#### [Source passage]
Liu, Lifang M.D., Ph.D.1; Lemmens, Valery E. P. P. Ph.D.1,2; De Hingh, Ignace H. J. T. M.D., Ph.D.3; de Vries, Esther Ph.D.1; Roukema, Jan Anne M.D., Ph.D.5,6; van Leerdam, Monique E. M.D., Ph.D.4; Coebergh, Jan Willem M.D., Ph.D.1,2; Soerjomataram, Isabelle M.D., Ph.D.1

Diseases of the Colon & Rectum:
doi: 10.1097/DCR.0b013e318279eb30
Original Contribution: Colorectal/Anal Neoplasia
Abstract

BACKGROUND: Compared with the general population, patients with a previous colorectal cancer are at higher risk for a second colorectal cancer, but detailed risk analysis by subsite is scarce.

OBJECTIVE: Our goal was to investigate the risk of a second cancer in relation to subsite as a basis for planning surveillance strategies,.

(Dataset items)
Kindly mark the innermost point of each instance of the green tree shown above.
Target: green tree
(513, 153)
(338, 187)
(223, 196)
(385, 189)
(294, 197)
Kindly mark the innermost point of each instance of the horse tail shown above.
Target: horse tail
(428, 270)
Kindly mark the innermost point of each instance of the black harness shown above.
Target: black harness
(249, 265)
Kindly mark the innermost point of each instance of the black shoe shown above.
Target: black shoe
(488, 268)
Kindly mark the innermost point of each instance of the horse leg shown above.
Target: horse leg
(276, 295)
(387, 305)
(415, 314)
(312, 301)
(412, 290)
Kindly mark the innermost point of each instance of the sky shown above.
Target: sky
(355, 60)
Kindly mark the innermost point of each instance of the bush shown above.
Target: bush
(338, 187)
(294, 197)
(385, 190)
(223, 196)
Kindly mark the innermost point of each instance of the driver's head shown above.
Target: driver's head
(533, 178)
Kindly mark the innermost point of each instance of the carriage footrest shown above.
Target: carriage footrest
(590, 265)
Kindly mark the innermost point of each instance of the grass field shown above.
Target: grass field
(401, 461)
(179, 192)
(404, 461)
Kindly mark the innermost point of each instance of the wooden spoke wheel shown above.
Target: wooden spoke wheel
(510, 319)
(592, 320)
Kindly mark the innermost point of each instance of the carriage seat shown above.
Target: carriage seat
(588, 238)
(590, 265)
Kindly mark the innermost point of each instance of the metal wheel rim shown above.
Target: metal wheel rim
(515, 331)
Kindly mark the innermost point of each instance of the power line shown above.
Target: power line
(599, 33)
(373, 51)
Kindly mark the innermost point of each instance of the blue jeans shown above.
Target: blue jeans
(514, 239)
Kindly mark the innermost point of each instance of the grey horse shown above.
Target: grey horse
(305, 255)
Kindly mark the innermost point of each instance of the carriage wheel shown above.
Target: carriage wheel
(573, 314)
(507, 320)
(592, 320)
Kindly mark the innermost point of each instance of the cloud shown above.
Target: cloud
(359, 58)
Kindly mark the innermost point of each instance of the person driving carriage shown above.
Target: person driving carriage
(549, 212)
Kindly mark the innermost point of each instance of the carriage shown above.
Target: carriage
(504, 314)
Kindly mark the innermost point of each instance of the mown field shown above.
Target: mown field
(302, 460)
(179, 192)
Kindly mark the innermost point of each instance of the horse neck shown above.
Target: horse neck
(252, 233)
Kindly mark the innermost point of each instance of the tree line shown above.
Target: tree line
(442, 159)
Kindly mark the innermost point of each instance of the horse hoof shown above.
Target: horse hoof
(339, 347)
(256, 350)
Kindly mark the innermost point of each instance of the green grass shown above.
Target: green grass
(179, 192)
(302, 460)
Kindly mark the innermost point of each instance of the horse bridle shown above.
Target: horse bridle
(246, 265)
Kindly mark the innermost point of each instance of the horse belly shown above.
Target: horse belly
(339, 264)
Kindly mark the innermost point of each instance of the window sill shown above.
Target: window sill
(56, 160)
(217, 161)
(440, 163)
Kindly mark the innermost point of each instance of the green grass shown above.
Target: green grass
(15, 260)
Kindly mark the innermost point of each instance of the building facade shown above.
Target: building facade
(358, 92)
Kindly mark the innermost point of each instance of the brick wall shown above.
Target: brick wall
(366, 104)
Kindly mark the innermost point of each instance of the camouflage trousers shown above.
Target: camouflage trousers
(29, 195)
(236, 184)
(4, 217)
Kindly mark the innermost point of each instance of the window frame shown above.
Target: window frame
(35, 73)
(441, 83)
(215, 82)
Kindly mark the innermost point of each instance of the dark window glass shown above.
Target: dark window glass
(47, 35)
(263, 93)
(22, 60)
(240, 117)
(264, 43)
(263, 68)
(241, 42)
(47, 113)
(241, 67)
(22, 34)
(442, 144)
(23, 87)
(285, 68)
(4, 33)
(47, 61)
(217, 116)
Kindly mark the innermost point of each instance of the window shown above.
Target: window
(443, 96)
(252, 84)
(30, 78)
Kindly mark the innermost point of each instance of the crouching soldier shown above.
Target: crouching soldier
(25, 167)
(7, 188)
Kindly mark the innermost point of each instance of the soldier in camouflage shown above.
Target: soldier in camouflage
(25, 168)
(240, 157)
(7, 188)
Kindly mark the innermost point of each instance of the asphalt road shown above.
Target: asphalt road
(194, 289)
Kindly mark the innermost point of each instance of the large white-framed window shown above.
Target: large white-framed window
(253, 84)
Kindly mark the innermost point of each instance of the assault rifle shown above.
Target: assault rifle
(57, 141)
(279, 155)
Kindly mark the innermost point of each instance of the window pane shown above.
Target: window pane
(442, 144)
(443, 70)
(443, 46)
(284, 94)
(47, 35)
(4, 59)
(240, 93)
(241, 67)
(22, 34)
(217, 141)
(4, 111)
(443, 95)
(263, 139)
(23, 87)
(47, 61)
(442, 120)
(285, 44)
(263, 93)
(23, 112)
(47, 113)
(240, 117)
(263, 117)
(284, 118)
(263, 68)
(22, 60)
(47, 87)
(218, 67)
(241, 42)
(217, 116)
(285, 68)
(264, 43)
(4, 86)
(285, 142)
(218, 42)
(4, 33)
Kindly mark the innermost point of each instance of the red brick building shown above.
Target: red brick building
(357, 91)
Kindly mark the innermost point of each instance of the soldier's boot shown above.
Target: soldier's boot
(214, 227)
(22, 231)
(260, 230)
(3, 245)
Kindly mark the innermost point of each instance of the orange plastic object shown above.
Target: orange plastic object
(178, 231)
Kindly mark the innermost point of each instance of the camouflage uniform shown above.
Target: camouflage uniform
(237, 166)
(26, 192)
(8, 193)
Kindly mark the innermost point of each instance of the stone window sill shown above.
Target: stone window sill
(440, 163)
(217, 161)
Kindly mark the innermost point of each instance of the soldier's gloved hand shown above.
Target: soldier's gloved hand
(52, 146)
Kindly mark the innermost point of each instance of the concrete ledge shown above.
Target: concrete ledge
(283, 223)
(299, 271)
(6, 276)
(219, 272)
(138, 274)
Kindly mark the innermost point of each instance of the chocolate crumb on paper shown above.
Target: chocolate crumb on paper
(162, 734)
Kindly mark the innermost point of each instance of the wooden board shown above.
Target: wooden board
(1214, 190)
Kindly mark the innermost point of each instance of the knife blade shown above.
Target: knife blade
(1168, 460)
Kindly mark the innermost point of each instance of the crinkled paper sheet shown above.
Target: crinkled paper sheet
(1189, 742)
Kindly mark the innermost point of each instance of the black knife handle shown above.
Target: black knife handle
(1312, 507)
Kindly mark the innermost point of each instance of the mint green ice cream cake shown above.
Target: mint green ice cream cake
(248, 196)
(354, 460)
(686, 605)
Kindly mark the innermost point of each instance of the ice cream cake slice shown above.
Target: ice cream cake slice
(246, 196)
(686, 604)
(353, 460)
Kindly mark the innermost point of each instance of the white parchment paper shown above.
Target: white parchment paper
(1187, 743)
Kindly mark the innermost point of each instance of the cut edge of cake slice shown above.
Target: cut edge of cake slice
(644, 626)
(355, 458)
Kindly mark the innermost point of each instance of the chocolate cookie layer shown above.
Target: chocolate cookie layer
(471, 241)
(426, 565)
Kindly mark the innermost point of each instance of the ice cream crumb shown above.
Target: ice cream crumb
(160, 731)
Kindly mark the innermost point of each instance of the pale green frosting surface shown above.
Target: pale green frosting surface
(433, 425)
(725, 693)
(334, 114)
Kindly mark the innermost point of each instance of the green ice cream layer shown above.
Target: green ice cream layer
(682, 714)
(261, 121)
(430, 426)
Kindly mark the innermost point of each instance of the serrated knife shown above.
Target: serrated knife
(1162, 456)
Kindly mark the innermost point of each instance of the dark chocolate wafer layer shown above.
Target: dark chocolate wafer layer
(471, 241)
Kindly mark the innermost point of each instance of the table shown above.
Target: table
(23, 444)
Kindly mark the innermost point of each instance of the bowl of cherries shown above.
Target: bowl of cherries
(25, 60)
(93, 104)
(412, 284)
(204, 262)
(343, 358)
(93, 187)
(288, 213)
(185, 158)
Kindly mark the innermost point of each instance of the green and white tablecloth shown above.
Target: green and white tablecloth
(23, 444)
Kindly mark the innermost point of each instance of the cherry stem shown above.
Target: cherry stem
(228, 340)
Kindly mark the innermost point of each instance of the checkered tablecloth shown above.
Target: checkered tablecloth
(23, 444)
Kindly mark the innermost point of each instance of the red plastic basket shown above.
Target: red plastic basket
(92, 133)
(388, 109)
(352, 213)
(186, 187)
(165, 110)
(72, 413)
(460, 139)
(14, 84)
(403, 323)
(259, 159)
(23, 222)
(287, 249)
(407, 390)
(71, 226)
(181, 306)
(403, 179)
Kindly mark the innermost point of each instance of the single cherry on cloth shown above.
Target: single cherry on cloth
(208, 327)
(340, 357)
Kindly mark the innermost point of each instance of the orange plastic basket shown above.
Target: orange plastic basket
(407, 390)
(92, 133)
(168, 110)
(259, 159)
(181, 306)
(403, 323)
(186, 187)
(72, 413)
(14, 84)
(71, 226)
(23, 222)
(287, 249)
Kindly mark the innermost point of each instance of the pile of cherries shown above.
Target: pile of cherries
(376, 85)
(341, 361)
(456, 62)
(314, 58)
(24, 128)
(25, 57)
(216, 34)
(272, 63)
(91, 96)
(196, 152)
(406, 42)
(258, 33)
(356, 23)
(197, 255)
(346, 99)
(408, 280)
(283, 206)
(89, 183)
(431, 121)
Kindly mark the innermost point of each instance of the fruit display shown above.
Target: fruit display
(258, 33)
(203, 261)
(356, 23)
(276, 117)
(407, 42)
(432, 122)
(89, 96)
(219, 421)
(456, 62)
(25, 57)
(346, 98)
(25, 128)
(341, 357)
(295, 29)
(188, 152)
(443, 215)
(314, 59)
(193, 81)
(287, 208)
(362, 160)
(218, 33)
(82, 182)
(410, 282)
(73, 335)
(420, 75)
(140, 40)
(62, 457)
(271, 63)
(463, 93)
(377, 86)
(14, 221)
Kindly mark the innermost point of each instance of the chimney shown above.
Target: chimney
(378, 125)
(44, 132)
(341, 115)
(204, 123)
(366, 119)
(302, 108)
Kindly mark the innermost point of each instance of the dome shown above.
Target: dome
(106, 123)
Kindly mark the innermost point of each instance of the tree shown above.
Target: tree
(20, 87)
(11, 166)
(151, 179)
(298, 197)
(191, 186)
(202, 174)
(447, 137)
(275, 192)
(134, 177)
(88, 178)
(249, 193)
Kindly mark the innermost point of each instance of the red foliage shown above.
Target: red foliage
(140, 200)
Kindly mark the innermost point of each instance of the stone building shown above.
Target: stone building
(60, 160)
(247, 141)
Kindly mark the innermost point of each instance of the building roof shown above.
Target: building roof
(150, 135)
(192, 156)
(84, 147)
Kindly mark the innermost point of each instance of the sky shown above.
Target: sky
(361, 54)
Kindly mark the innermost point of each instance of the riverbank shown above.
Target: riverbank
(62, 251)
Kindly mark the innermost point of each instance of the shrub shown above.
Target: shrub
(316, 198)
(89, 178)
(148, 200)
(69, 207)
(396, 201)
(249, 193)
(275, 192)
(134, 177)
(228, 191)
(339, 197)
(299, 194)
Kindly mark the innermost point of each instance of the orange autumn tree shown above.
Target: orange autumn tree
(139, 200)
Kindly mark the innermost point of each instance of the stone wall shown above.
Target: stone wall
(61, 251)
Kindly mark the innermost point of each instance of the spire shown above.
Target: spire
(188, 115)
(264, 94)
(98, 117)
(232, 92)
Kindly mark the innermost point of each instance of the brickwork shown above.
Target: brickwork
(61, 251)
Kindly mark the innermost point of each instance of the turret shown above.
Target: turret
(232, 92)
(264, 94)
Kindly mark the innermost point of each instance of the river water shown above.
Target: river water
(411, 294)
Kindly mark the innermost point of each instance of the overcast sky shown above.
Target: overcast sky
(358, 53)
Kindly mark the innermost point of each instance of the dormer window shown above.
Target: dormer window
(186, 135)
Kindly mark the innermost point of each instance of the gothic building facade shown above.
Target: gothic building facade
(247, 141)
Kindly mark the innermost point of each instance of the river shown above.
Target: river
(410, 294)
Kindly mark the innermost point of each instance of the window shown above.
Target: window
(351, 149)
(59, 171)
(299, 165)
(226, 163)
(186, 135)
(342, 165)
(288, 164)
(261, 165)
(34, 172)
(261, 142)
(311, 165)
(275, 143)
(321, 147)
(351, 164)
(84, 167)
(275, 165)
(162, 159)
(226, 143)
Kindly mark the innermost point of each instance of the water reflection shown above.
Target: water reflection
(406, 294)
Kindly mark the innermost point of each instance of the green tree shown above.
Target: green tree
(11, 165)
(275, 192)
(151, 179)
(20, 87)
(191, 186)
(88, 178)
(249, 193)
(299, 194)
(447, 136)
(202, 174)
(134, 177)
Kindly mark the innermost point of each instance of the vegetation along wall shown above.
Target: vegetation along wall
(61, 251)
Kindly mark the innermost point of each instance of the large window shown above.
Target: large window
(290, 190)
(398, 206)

#### [Work to complete]
[1] Summarize the colorectal cancer abstract in two sentences.
[2] Answer these questions from the colorectal cancer abstract.
(a) In which journal does the article appear?
(b) Under what article category is it listed?
(c) According to the background, what kind of analysis is scarce?
[3] Transcribe the portion of the colorectal cancer abstract starting at "BACKGROUND: Compared with" and ending at "planning surveillance strategies,.".

#### [Solutions]
[1] Patients who have had colorectal cancer face a higher risk of a second colorectal cancer than the general population, but detailed risk analysis by subsite is scarce. The study set out to investigate the risk of a second cancer in relation to subsite as a basis for planning surveillance strategies.

[2]
(a) Diseases of the Colon & Rectum
(b) Original Contribution: Colorectal/Anal Neoplasia
(c) Detailed risk analysis by subsite

[3]
BACKGROUND: Compared with the general population, patients with a previous colorectal cancer are at higher risk for a second colorectal cancer, but detailed risk analysis by subsite is scarce.

OBJECTIVE: Our goal was to investigate the risk of a second cancer in relation to subsite as a basis for planning surveillance strategies,.